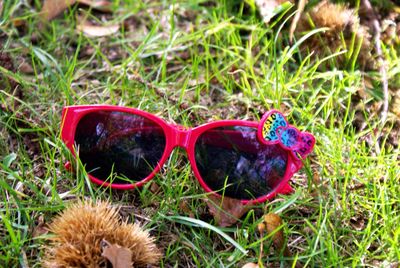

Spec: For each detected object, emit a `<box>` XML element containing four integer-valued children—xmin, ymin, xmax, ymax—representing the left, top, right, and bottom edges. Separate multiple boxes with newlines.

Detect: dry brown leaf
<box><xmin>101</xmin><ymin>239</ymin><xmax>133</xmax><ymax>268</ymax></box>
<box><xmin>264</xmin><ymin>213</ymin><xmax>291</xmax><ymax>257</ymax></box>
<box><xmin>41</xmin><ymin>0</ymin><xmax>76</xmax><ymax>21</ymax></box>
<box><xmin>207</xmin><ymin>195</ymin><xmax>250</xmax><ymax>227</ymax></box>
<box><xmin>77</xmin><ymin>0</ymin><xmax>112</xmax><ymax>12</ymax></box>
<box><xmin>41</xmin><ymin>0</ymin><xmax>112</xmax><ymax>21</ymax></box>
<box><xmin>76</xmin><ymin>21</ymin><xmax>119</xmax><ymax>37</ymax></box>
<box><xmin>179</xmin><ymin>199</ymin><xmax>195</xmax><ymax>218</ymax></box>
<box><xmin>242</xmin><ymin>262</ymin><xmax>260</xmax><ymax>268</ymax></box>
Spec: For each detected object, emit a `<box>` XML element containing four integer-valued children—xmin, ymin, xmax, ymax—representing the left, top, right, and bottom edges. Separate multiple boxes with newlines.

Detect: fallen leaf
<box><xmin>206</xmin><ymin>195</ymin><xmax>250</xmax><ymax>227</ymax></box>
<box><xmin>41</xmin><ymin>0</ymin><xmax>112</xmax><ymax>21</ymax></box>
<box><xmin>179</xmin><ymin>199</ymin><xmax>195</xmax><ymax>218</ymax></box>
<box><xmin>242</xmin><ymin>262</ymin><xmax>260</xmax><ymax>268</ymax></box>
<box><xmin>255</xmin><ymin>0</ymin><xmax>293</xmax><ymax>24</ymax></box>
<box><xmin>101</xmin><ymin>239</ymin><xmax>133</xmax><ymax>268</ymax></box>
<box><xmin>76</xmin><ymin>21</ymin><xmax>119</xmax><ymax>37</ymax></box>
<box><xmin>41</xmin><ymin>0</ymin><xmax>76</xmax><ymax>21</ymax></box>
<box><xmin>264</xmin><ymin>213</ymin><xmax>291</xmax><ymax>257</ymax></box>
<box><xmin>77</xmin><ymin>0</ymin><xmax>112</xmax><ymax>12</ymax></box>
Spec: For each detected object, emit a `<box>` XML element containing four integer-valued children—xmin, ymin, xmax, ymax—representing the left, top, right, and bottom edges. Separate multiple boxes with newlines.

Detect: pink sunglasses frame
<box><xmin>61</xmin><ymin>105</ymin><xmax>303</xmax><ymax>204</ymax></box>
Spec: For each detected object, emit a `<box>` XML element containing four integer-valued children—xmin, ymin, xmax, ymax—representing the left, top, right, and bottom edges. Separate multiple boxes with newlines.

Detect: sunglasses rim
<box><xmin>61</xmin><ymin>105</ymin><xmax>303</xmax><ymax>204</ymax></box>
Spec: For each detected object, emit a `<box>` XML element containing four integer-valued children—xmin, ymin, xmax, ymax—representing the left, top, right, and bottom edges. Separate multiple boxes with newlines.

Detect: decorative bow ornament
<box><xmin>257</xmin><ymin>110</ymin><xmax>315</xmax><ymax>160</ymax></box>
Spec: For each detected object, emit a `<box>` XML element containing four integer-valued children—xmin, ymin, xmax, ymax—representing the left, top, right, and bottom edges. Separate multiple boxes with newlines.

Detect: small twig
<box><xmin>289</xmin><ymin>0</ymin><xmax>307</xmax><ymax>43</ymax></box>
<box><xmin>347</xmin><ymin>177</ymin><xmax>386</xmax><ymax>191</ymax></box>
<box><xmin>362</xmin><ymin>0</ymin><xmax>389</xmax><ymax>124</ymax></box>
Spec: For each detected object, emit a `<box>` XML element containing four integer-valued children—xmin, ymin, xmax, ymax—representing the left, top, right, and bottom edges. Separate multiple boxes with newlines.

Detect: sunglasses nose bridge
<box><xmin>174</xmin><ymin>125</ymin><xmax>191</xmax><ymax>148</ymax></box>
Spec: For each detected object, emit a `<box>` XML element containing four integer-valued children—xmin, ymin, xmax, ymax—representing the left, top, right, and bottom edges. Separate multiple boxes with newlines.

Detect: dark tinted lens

§ Your instructions
Count the lines in the listing above that contain the string "leaf", treating uppercase and lowercase letters as different. Reply with that number alone.

§ Correct response
2